* _Information shown_

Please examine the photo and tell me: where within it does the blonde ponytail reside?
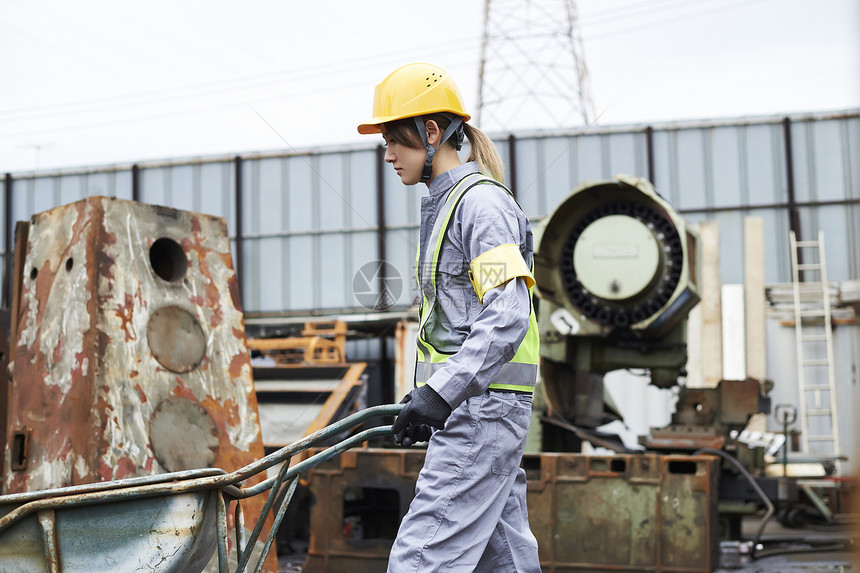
[463,123,505,183]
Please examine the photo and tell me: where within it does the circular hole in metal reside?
[149,237,188,282]
[146,306,206,373]
[149,396,219,472]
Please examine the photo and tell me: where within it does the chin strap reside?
[413,114,466,181]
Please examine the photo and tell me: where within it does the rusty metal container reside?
[2,197,277,571]
[524,453,719,573]
[303,449,719,573]
[302,448,424,573]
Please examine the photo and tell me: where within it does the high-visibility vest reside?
[415,173,540,393]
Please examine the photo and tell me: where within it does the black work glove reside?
[392,384,451,447]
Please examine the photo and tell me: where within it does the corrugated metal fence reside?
[0,110,860,316]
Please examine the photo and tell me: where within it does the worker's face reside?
[381,125,427,185]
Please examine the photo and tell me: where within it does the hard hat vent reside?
[424,72,442,88]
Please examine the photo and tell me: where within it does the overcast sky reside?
[0,0,860,173]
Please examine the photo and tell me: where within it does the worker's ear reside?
[424,119,442,149]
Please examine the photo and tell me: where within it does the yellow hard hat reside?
[358,64,471,134]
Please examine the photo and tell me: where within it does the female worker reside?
[358,64,540,573]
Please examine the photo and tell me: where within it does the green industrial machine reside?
[534,175,701,451]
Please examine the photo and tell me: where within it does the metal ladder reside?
[789,231,840,468]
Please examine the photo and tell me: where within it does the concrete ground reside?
[715,519,860,573]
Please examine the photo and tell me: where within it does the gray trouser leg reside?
[475,468,540,573]
[388,392,540,573]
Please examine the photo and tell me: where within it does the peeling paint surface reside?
[3,197,276,568]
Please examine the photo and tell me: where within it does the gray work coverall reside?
[388,163,540,573]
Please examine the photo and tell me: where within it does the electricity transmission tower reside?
[476,0,595,131]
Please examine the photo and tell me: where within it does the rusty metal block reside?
[3,197,277,570]
[303,449,719,573]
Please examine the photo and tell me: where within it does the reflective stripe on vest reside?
[415,173,540,392]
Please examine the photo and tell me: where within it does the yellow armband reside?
[469,243,535,304]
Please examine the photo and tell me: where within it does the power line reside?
[585,0,772,41]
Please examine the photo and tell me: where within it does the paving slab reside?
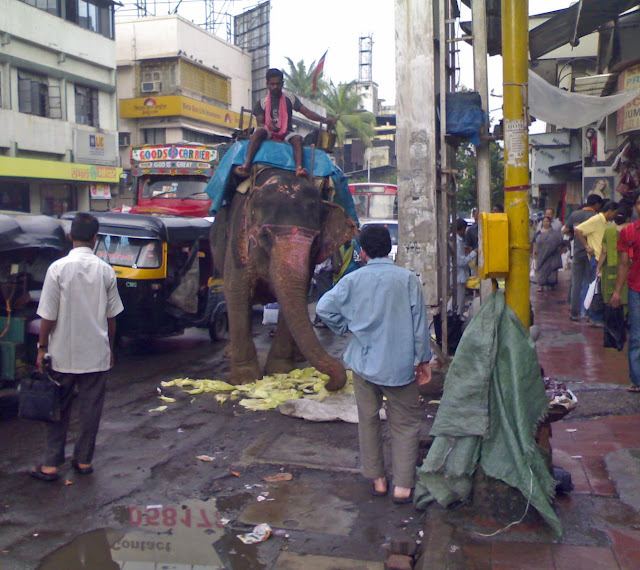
[240,485,358,536]
[274,552,384,570]
[604,449,640,511]
[250,433,358,471]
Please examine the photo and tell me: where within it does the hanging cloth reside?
[529,70,640,129]
[264,93,289,141]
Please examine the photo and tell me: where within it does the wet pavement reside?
[0,274,640,570]
[418,272,640,570]
[0,313,435,570]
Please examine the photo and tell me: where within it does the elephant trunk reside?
[269,231,347,390]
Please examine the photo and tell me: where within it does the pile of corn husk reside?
[159,367,353,411]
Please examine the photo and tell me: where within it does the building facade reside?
[0,0,122,215]
[116,14,252,175]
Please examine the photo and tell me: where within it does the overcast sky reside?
[116,0,574,113]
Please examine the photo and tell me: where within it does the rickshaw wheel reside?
[209,311,229,340]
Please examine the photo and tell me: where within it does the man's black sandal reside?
[29,465,60,483]
[71,459,93,475]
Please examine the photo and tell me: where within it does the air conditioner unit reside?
[141,81,162,93]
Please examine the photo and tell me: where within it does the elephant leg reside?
[264,312,300,374]
[224,272,262,384]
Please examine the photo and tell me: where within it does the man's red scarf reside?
[264,93,289,140]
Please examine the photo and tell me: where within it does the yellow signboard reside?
[617,65,640,135]
[119,95,240,129]
[0,156,122,183]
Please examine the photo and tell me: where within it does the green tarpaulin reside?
[415,291,562,535]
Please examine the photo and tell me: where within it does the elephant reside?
[210,168,357,391]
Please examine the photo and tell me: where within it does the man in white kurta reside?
[30,213,124,481]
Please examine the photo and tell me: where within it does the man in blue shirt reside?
[316,225,432,503]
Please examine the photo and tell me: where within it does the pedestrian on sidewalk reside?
[30,213,123,481]
[611,190,640,392]
[455,218,478,317]
[562,194,602,321]
[575,201,618,326]
[316,225,432,503]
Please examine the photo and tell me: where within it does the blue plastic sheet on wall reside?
[447,91,487,146]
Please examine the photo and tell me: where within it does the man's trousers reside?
[43,372,107,467]
[353,372,421,488]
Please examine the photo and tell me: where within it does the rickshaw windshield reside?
[95,235,162,269]
[141,176,209,200]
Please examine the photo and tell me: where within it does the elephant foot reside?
[264,358,296,375]
[228,362,262,386]
[325,367,347,392]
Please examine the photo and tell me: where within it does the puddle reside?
[38,499,266,570]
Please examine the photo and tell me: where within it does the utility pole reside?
[395,0,440,310]
[471,0,492,301]
[502,0,531,329]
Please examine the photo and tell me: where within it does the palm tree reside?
[322,81,376,165]
[284,57,327,101]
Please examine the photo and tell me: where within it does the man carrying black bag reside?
[30,213,123,481]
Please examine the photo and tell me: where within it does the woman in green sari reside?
[596,206,631,308]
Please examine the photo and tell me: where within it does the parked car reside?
[360,218,398,261]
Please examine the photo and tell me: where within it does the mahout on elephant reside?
[210,143,357,390]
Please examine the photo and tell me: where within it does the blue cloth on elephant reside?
[205,140,358,224]
[316,257,432,387]
[414,291,562,535]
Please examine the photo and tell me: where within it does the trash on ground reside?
[238,523,272,544]
[160,367,353,411]
[278,394,358,424]
[262,473,293,483]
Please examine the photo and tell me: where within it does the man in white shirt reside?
[30,213,124,481]
[455,218,478,316]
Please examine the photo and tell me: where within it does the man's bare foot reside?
[233,164,251,178]
[372,477,388,497]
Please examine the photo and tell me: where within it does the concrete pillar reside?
[395,0,439,309]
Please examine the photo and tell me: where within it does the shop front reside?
[0,157,122,216]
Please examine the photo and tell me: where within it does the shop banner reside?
[0,156,122,184]
[73,133,118,166]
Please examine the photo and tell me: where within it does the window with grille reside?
[75,85,100,127]
[18,69,49,117]
[142,129,167,144]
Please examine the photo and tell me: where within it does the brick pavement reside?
[422,272,640,570]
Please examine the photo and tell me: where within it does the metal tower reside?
[358,34,373,83]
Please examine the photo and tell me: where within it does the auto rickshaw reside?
[62,212,228,340]
[0,212,71,387]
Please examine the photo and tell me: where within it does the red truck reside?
[131,143,219,217]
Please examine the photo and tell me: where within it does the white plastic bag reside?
[584,277,600,310]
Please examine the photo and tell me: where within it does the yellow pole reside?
[502,0,530,329]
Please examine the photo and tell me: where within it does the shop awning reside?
[529,0,640,60]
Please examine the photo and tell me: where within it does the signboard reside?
[73,129,118,166]
[119,95,240,130]
[617,65,640,135]
[0,156,122,183]
[89,182,111,200]
[582,166,616,201]
[131,145,218,163]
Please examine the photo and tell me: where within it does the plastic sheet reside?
[529,70,640,129]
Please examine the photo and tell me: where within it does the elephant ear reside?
[314,201,357,264]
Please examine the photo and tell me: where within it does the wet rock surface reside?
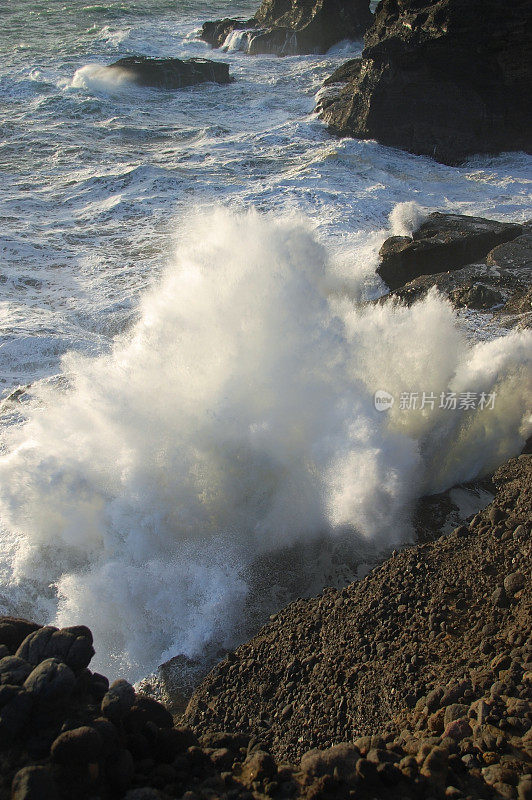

* _What the exercise asks_
Gather every line of the items above that contains the string "worker". The match is case-sensitive.

* _Exercise result_
Please examine the photo and tell me: where within it does the worker's face reside?
Please examine the photo and tell me: where within it does the worker's ear reside?
Please examine the photo and tell me: where within it does the female worker reside?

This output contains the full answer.